=== Exercise instructions ===
Reproduce the listing below word for word, from its beginning through the line containing "x=148, y=189", and leave the pictures out of your answer.

○ ○ ○ ○ ○

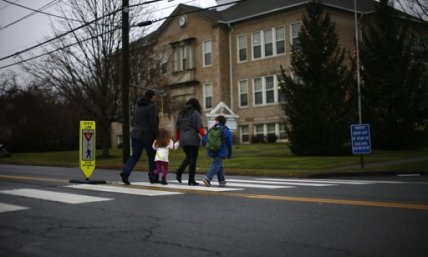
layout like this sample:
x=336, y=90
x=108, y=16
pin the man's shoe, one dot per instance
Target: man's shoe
x=207, y=182
x=163, y=181
x=193, y=183
x=124, y=178
x=178, y=177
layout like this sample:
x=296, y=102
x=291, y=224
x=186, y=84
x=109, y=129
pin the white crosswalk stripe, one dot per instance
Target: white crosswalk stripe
x=175, y=185
x=302, y=183
x=123, y=190
x=4, y=207
x=54, y=196
x=336, y=182
x=148, y=189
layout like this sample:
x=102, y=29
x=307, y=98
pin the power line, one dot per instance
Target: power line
x=70, y=31
x=56, y=50
x=86, y=24
x=39, y=11
x=28, y=15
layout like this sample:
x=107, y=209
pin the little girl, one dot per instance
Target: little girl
x=162, y=144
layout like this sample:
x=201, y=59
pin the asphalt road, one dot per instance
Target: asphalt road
x=42, y=214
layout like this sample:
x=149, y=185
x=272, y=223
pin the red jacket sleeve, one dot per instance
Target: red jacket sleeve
x=201, y=131
x=177, y=134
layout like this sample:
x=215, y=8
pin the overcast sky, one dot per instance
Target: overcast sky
x=36, y=28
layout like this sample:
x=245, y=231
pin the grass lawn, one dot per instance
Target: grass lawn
x=255, y=160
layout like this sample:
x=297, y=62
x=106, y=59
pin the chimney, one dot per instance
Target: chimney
x=224, y=7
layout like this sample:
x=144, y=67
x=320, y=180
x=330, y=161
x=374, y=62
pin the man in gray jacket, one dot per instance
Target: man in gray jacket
x=144, y=131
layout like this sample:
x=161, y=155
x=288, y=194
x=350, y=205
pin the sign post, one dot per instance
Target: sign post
x=360, y=135
x=87, y=151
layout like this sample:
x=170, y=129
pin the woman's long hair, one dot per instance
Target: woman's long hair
x=191, y=105
x=162, y=140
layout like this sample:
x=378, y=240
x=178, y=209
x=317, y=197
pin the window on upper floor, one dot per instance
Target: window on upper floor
x=164, y=62
x=280, y=40
x=208, y=96
x=257, y=45
x=242, y=48
x=269, y=42
x=294, y=33
x=207, y=53
x=183, y=57
x=243, y=93
x=244, y=134
x=265, y=90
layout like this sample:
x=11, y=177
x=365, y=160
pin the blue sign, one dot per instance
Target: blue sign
x=360, y=134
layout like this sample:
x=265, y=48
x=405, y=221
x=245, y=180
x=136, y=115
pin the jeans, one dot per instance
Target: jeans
x=161, y=167
x=138, y=145
x=192, y=153
x=216, y=169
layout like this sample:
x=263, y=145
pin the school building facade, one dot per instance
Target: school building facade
x=233, y=55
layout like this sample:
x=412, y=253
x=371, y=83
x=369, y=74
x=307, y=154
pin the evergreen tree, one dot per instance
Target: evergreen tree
x=317, y=94
x=395, y=88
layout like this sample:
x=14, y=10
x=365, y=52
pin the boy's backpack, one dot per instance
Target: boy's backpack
x=215, y=140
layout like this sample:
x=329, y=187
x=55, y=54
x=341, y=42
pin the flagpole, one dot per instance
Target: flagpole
x=360, y=118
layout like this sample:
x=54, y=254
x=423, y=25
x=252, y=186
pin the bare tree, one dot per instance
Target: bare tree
x=418, y=8
x=88, y=73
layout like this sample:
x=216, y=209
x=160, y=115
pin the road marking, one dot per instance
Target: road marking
x=4, y=207
x=342, y=202
x=345, y=182
x=214, y=185
x=54, y=196
x=44, y=179
x=280, y=183
x=122, y=190
x=340, y=181
x=184, y=186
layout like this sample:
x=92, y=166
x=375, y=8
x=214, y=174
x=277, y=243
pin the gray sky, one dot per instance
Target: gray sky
x=37, y=28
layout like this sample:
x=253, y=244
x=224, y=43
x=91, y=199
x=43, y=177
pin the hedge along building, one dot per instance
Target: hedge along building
x=233, y=54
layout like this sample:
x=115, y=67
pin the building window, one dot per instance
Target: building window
x=258, y=91
x=280, y=40
x=282, y=132
x=164, y=62
x=265, y=90
x=270, y=89
x=208, y=96
x=245, y=134
x=242, y=48
x=269, y=133
x=183, y=57
x=243, y=93
x=257, y=45
x=295, y=29
x=269, y=42
x=207, y=53
x=268, y=45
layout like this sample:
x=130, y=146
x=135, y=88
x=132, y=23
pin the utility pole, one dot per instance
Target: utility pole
x=125, y=80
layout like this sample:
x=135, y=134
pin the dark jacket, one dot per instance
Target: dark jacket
x=226, y=150
x=189, y=126
x=145, y=120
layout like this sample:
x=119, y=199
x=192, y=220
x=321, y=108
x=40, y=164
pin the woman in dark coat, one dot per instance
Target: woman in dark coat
x=189, y=131
x=144, y=131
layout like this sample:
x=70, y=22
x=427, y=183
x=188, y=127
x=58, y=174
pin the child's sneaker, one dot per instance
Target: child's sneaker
x=207, y=182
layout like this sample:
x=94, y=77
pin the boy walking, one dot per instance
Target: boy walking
x=218, y=154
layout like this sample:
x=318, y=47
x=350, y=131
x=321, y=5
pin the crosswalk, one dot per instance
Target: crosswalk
x=172, y=189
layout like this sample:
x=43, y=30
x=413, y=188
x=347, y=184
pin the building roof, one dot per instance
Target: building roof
x=248, y=9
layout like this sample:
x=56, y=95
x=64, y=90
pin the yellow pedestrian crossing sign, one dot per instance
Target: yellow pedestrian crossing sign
x=87, y=147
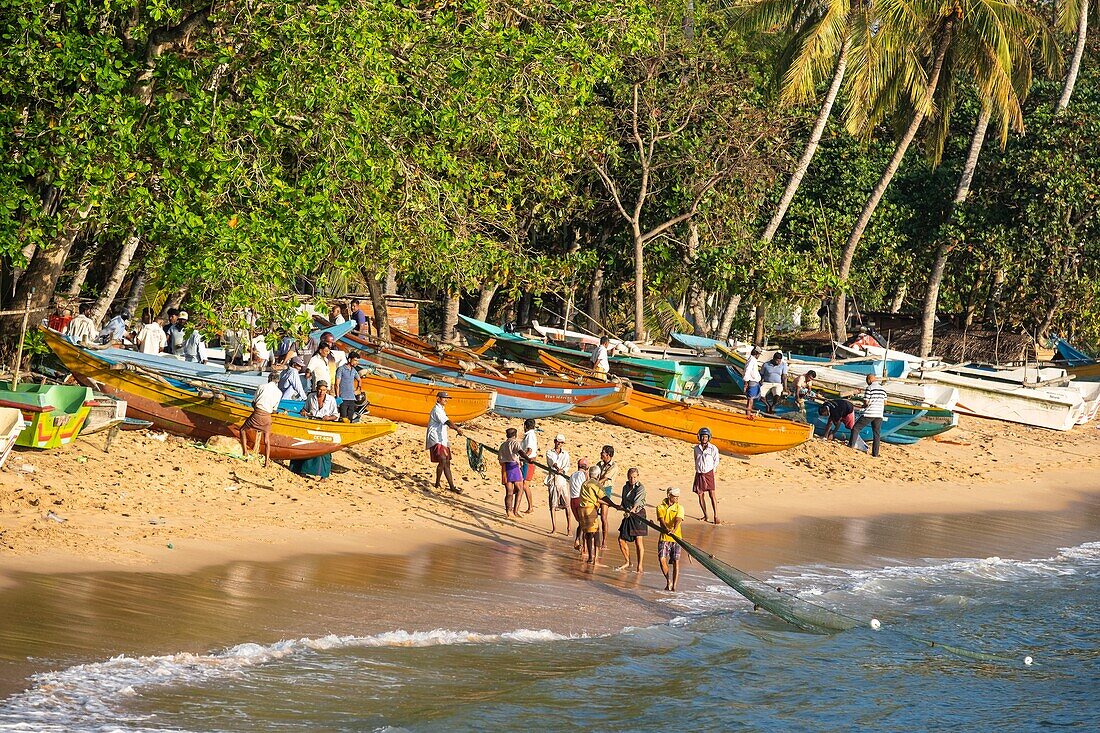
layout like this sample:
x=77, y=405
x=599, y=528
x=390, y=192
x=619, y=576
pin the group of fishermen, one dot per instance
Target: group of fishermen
x=585, y=493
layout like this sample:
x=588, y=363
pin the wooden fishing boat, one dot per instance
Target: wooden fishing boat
x=732, y=433
x=103, y=414
x=53, y=414
x=1052, y=407
x=201, y=415
x=518, y=391
x=1081, y=365
x=661, y=375
x=404, y=401
x=11, y=425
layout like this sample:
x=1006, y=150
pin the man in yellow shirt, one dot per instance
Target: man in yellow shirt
x=670, y=514
x=592, y=493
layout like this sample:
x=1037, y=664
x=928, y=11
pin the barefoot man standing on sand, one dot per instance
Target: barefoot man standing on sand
x=671, y=516
x=264, y=405
x=438, y=442
x=706, y=461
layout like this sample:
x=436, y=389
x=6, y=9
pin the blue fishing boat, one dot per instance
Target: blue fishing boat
x=667, y=376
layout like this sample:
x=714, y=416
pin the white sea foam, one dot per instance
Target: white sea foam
x=88, y=696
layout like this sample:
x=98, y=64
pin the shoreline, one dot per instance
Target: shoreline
x=196, y=509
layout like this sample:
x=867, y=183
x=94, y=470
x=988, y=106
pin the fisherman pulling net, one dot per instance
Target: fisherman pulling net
x=792, y=609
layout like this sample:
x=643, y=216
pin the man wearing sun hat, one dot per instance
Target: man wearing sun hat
x=670, y=514
x=557, y=482
x=438, y=442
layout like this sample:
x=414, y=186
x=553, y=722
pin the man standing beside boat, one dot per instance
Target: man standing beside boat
x=875, y=401
x=601, y=363
x=264, y=405
x=706, y=462
x=751, y=381
x=438, y=442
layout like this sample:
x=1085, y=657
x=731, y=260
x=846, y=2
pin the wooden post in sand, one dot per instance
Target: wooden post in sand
x=22, y=337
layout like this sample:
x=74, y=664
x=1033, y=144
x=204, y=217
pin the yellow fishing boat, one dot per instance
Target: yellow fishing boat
x=730, y=433
x=201, y=415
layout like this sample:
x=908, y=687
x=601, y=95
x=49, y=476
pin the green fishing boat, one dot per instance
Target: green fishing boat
x=667, y=376
x=53, y=414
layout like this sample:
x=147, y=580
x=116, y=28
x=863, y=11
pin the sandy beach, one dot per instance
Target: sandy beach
x=161, y=503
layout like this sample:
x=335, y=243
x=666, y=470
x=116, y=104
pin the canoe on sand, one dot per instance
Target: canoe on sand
x=732, y=433
x=201, y=415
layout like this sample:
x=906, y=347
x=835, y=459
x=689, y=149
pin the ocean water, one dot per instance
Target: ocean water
x=712, y=664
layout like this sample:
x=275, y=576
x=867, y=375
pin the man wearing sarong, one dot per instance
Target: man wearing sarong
x=706, y=461
x=575, y=481
x=558, y=482
x=510, y=456
x=633, y=527
x=264, y=405
x=438, y=442
x=670, y=515
x=592, y=495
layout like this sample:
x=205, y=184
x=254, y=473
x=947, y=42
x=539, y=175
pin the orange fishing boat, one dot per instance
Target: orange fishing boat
x=730, y=433
x=202, y=415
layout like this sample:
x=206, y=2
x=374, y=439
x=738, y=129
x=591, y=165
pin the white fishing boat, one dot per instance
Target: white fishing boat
x=906, y=391
x=1038, y=405
x=11, y=425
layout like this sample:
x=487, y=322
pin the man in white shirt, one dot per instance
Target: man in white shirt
x=81, y=329
x=264, y=405
x=601, y=364
x=751, y=381
x=116, y=329
x=575, y=481
x=875, y=404
x=558, y=481
x=706, y=462
x=530, y=447
x=152, y=338
x=321, y=365
x=437, y=440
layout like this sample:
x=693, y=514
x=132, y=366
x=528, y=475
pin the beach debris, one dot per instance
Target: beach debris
x=224, y=446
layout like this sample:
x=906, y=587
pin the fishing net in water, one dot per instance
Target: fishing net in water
x=807, y=615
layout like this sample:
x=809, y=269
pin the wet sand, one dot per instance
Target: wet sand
x=58, y=620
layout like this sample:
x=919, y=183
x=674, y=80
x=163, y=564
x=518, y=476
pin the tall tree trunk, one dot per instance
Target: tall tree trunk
x=391, y=287
x=696, y=297
x=449, y=335
x=759, y=316
x=811, y=149
x=136, y=290
x=839, y=312
x=118, y=274
x=484, y=301
x=639, y=286
x=727, y=318
x=899, y=297
x=1075, y=64
x=378, y=306
x=996, y=288
x=939, y=264
x=81, y=273
x=44, y=269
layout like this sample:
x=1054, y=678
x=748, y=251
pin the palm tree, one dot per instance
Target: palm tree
x=1036, y=41
x=931, y=46
x=820, y=39
x=1074, y=17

○ ○ ○ ○ ○

=== Answer for this exercise ===
layout like this sample:
x=336, y=90
x=108, y=16
pin the man's shoe, one dot per instance
Target: man's shoe
x=207, y=182
x=163, y=181
x=193, y=183
x=124, y=178
x=178, y=177
layout like this sample:
x=296, y=102
x=291, y=224
x=186, y=84
x=109, y=129
pin the white crosswalk stripe, one dot per instance
Target: white crosswalk stripe
x=175, y=185
x=302, y=183
x=123, y=190
x=4, y=207
x=54, y=196
x=336, y=182
x=148, y=189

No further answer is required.